>>

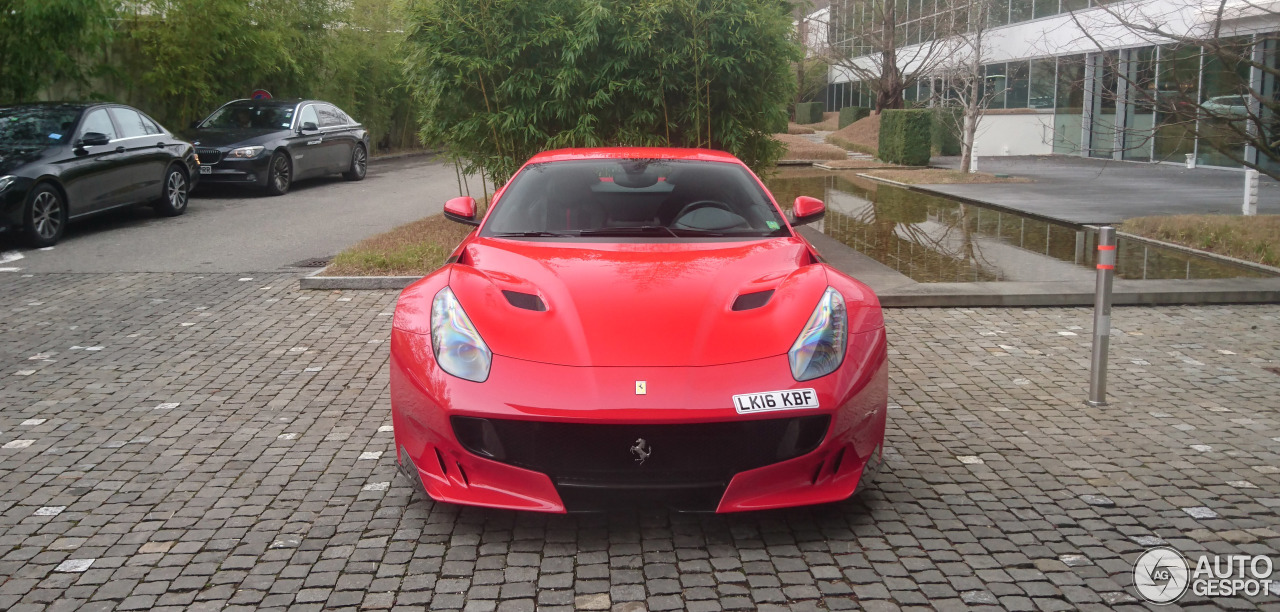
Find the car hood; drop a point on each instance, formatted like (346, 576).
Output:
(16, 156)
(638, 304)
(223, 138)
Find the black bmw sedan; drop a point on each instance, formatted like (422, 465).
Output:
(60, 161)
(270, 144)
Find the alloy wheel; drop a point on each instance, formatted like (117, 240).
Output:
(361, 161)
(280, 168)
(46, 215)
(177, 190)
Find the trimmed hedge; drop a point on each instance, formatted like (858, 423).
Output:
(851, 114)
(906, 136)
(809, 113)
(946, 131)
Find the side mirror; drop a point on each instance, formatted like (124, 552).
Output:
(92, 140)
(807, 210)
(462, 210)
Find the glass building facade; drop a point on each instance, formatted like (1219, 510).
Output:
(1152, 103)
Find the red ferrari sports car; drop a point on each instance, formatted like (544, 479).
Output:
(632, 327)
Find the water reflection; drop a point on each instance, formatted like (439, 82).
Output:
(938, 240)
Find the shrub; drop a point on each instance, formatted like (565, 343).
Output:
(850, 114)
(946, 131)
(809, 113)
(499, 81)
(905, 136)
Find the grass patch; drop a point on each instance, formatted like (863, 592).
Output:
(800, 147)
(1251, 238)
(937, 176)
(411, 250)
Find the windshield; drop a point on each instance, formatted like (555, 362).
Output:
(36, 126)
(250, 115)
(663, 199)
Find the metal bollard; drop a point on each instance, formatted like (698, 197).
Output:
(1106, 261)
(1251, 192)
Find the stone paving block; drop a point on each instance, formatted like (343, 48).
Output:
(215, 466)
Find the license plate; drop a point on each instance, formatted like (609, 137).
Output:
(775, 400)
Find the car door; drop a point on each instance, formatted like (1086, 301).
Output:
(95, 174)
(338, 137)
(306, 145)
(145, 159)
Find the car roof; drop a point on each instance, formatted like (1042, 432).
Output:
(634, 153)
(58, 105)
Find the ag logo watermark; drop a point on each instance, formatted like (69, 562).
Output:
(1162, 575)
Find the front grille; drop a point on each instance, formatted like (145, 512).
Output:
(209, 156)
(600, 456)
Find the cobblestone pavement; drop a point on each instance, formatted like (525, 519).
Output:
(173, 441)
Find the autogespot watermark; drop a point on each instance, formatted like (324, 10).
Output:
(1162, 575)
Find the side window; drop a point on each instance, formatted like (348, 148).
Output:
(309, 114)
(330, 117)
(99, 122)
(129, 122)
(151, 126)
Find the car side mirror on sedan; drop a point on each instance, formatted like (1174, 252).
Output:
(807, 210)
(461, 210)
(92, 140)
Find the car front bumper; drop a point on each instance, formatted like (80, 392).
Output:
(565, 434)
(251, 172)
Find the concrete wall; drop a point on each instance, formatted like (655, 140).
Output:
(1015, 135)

<<
>>

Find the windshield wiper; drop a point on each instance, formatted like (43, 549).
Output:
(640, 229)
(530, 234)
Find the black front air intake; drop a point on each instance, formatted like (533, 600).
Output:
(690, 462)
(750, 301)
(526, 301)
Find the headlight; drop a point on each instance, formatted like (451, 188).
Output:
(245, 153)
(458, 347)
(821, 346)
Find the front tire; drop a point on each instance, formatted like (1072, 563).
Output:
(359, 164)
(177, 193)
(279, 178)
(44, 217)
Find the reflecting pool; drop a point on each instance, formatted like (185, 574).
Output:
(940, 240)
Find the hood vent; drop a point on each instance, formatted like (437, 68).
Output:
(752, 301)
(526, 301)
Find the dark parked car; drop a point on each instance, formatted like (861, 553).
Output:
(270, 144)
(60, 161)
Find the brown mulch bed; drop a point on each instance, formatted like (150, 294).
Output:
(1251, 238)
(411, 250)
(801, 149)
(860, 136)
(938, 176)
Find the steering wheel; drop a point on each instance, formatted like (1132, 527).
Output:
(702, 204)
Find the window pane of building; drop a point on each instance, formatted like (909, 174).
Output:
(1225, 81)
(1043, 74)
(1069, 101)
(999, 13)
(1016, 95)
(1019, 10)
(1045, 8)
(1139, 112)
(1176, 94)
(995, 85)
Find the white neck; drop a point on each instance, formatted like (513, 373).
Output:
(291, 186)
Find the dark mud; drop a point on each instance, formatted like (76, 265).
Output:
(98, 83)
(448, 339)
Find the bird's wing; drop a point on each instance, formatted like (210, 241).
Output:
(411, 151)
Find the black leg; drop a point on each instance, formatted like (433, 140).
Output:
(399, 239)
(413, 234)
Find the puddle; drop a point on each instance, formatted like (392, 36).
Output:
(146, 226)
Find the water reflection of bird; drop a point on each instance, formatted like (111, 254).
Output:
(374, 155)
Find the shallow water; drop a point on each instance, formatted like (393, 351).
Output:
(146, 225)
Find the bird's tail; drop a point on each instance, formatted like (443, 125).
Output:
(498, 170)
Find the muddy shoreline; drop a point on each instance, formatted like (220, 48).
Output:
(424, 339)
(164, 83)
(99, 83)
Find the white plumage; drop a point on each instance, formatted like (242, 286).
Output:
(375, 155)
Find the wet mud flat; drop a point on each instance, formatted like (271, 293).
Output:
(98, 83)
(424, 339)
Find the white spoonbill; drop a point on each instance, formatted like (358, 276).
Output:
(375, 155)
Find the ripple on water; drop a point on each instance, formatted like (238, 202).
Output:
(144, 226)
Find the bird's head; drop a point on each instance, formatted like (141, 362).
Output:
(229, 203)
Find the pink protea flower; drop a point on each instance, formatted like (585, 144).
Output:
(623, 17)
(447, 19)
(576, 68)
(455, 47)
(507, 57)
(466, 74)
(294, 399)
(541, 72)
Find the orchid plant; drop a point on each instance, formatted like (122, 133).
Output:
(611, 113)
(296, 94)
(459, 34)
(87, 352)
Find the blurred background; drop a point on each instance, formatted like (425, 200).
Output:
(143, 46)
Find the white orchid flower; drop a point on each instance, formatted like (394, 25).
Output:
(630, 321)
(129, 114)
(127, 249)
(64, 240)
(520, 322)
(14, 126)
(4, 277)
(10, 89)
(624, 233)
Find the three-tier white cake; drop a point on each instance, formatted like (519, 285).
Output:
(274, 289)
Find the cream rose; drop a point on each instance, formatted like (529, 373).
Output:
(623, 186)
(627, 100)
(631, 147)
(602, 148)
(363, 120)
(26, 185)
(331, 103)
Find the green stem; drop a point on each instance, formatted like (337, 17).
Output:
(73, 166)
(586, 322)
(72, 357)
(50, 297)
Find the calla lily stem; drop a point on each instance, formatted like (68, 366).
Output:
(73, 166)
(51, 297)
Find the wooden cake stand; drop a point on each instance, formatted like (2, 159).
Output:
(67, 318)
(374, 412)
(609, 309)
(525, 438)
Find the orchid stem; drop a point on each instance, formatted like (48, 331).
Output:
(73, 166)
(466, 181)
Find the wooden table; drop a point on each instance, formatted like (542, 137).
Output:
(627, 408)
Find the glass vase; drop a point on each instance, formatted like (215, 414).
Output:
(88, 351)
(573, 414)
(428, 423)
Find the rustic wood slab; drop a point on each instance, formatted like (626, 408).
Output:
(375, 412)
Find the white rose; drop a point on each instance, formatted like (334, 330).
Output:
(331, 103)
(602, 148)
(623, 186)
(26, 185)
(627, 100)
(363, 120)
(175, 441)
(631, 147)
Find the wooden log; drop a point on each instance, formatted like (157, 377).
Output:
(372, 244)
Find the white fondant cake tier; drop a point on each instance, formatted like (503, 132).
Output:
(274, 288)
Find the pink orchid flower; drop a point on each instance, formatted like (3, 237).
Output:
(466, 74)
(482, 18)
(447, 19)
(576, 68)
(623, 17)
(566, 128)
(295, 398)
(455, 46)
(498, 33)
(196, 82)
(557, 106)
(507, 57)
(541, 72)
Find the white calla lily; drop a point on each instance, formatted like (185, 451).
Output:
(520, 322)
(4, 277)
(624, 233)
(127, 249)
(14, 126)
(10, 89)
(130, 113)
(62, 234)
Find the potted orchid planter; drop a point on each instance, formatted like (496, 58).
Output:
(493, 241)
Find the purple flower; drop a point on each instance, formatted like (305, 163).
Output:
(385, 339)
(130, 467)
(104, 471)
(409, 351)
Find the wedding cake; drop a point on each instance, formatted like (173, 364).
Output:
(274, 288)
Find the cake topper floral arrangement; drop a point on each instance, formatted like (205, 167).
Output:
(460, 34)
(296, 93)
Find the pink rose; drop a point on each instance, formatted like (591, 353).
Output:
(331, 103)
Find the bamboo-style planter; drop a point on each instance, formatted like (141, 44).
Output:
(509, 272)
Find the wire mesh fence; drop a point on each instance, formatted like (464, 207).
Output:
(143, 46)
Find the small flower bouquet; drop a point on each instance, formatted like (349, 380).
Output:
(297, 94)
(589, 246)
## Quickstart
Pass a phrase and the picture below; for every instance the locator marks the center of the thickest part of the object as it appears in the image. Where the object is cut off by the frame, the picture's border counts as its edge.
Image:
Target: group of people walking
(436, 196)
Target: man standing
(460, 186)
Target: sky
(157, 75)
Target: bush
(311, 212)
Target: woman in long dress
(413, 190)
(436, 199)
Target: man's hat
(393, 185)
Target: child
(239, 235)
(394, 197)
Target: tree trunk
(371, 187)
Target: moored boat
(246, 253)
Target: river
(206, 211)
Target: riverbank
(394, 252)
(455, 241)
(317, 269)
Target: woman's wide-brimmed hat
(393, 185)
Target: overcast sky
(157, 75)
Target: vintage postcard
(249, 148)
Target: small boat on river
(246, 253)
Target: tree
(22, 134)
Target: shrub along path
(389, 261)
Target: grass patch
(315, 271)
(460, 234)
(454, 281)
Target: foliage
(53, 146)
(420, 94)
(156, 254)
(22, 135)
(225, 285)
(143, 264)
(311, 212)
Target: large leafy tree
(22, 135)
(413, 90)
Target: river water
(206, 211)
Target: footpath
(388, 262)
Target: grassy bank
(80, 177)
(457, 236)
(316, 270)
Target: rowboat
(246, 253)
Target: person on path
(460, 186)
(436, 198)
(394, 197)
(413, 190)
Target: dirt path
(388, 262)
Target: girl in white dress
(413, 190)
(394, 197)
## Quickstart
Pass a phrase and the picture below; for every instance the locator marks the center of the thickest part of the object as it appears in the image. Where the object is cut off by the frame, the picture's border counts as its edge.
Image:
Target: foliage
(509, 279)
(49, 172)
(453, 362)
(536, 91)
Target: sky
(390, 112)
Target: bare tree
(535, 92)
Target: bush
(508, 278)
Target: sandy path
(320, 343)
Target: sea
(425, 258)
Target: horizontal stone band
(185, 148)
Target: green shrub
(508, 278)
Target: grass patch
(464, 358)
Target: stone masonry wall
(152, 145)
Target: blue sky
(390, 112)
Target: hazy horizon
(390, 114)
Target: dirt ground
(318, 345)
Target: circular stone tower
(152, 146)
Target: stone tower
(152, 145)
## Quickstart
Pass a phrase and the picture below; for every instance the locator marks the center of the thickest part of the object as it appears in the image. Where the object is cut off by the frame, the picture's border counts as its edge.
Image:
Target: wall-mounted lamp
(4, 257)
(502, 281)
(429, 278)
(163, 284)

<<
>>

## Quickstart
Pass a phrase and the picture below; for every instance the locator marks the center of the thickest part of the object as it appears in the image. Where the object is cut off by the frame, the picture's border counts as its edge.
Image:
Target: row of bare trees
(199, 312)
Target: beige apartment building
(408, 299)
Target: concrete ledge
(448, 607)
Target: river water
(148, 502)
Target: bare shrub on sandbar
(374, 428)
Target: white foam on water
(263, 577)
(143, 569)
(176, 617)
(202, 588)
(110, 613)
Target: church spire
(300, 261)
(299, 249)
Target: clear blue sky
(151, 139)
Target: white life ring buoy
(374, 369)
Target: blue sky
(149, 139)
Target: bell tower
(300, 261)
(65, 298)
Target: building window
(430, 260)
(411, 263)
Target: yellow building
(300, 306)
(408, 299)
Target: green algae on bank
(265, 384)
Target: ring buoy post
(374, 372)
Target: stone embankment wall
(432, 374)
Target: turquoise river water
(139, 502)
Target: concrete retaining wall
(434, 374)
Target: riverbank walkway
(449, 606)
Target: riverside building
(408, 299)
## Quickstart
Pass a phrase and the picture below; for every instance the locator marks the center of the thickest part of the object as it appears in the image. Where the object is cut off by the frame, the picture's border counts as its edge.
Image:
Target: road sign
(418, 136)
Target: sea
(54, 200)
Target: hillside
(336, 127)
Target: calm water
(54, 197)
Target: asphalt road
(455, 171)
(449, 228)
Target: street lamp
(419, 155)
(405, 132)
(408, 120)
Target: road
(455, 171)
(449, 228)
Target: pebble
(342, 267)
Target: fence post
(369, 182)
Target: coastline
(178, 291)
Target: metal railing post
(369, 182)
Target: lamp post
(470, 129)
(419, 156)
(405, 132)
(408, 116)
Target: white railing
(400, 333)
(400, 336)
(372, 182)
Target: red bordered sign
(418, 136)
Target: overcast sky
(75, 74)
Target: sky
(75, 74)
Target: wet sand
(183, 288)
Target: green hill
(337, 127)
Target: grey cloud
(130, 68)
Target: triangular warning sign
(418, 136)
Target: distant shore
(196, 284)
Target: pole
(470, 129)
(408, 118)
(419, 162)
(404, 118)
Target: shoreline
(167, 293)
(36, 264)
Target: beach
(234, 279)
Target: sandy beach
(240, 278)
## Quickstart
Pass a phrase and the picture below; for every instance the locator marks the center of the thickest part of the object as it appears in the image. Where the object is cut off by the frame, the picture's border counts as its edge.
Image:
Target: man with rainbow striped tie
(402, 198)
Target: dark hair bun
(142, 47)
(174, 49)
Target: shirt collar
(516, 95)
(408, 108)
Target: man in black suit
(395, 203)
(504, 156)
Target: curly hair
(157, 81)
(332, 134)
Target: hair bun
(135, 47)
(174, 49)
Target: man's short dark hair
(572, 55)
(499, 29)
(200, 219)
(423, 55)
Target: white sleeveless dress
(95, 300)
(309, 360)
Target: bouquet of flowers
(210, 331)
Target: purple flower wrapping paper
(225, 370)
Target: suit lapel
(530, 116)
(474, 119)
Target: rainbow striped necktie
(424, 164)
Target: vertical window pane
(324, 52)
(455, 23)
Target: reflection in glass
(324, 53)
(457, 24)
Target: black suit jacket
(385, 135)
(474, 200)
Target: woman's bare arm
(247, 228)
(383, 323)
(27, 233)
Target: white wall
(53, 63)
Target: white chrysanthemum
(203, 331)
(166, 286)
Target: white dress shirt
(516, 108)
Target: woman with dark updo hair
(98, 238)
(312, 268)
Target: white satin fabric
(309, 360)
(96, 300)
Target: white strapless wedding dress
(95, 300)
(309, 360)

<<

→ Problem to solve
Take every line above that includes the string "wheel" and return it.

→ Solution
Find the alloy wheel; drop a point on each instance, formatted like (117, 240).
Find the steering wheel; drop a point on each instance, formatted like (1132, 527).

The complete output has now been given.